As an oncology pharmacist, I am often called upon to leverage contacts within the pharmaceutical industry in order to (1) provide samples of oral medications (which virtually never occurs with high-cost oral oncolytics, but is occasionally successful with other supportive care medications or even several hormonal therapies); (2) offer access and counseling for patients with respect to financial assistance programs available from drug manufacturers or cancer organizations; or (3) find clinical trials in which the costs associated with access to a drug may be provided by the sponsor (which is often rare in the case of oncology trials, where the expectation is that standard of care medications are still billed to insurance companies). Even with the best intentions, financial coverage gaps often leave families with massive debt or, even worse, having to consider not pursuing additional treatments due to cost-related factors.
##########
_Brief 1_
Turn the paragraph of the passage on paying for cancer medications that begins "As an oncology pharmacist" into a short list that keeps its main facts.
_Brief 2_
Write the next part of the passage on paying for cancer medications, starting after its final sentence.
The records that come next are separate material and have no connection to the passage on paying for cancer medications.

_Records_
##########
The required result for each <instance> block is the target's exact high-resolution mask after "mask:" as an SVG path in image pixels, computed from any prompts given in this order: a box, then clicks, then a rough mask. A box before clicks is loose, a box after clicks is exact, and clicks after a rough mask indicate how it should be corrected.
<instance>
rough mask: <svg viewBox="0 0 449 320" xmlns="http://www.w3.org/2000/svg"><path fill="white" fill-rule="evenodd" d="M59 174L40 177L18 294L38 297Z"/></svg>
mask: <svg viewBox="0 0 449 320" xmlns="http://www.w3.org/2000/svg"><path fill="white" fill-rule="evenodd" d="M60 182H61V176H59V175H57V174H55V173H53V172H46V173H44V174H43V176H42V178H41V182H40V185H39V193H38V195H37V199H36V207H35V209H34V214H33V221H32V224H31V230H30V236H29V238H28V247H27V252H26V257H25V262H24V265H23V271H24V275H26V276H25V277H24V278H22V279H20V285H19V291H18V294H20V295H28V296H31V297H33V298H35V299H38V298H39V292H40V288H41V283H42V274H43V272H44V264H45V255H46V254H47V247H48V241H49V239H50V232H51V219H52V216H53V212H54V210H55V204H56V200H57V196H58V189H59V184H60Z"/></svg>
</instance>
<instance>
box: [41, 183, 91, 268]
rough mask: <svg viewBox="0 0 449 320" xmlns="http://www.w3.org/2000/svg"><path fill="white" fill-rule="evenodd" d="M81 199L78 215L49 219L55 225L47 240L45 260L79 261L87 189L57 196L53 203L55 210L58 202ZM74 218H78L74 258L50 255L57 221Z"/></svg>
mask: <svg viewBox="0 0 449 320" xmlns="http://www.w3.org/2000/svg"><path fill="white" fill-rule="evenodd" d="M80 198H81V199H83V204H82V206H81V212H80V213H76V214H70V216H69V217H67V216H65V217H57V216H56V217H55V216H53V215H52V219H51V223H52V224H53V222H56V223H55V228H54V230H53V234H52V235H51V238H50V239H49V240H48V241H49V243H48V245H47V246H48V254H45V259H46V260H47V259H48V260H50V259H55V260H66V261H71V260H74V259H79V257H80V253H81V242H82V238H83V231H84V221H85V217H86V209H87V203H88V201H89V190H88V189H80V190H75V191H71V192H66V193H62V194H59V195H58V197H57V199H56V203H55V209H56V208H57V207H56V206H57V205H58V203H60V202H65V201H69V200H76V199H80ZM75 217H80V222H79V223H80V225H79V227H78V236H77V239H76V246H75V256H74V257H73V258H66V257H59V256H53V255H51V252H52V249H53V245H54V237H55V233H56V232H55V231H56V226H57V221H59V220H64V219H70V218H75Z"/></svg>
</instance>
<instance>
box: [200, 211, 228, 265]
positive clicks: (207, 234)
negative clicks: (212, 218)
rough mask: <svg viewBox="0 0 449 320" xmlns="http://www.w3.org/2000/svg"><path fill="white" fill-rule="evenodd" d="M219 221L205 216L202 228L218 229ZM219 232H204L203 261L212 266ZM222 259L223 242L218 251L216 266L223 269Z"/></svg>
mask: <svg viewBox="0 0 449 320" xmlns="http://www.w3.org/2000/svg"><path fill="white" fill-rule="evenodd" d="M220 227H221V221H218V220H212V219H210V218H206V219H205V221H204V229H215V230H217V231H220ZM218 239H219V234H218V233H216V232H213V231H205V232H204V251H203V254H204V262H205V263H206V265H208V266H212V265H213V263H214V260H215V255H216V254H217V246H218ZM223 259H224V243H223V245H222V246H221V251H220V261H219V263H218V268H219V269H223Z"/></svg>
##########
_Written reply 1_
An oncology pharmacist often uses pharmaceutical industry contacts to:
- Get samples of oral medications. This almost never works for high-cost oral oncolytics, but it sometimes works for supportive care medications or some hormonal therapies.
- Give patients access to and counseling on financial assistance programs from drug manufacturers or cancer organizations.
- Find clinical trials where the sponsor may cover drug access costs. This is rare in oncology trials, since standard of care medications are usually still billed to insurance.

Even so, coverage gaps often leave families with large debt or lead them to consider stopping further treatment because of cost.

_Written reply 2_
These barriers to quality cancer care are unfortunately not limited to the indigent. Recently, a retired patient with lung cancer who had exhausted all standard of care options underwent foundation medical screening, where a driver mutation in the BRAF gene was identified. It was determined that she was ineligible for a clinical trial with an investigational BRAF inhibitor, and her insurance company refused payment for commercially available BRAF inhibitors solely because they were not approved by the US Food and Drug Administration for her particular disease state. As a practitioner, I lament the inability to successfully persuade an insurance provider that this type of therapy may be better than conventional cytotoxic chemotherapy for a patient such as this. Ultimately, the cost of several thousand dollars per month of these newer generation drugs prevented the patient from receiving a potentially active and beneficial treatment.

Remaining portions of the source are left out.